# DESCRIPTION OF THE TASK:
Reproduce every line of the records from the line containing "Objective — a point for each instance of the ocean" through the end of the records, inclusive, with the requests included. Shift each coordinate in the answers by adding 65 to it, and leave the pictures out of your answer.

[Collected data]

========================================================================

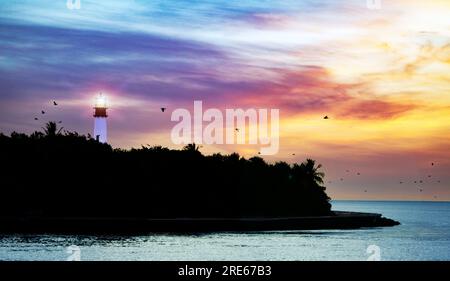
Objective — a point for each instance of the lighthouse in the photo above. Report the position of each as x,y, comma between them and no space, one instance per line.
100,115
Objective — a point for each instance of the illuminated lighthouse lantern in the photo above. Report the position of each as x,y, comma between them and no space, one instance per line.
100,125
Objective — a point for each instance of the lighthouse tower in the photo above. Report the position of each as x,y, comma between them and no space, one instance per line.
100,126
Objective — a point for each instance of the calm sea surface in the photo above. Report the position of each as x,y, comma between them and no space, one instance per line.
423,235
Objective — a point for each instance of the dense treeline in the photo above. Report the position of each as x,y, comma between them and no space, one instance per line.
54,174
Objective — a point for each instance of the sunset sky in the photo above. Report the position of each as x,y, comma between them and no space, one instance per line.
382,76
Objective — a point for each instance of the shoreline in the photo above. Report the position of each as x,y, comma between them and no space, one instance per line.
340,220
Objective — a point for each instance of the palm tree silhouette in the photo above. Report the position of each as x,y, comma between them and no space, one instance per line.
310,171
51,129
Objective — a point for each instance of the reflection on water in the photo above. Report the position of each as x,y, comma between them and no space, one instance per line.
423,235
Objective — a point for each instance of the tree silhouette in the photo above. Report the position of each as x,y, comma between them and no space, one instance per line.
51,129
150,182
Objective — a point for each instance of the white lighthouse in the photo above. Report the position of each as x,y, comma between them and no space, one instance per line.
100,115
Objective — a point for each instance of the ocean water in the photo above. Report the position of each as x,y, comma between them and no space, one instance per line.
424,235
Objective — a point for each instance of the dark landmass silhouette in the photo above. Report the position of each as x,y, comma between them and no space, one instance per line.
62,181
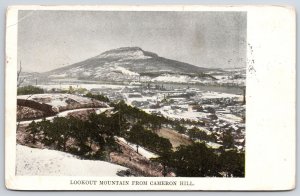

========================================================================

# RESULT OF THE TASK:
Objective — a point for each instance of the ocean water in the photo above. Report the position of each as x,y, comma between them and no space, one instance per line.
489,300
Objective — a point for each instance of the dark landmass silhouette in the photo above. Report the position of each as x,y, comma between them and no space, one instance per line.
127,246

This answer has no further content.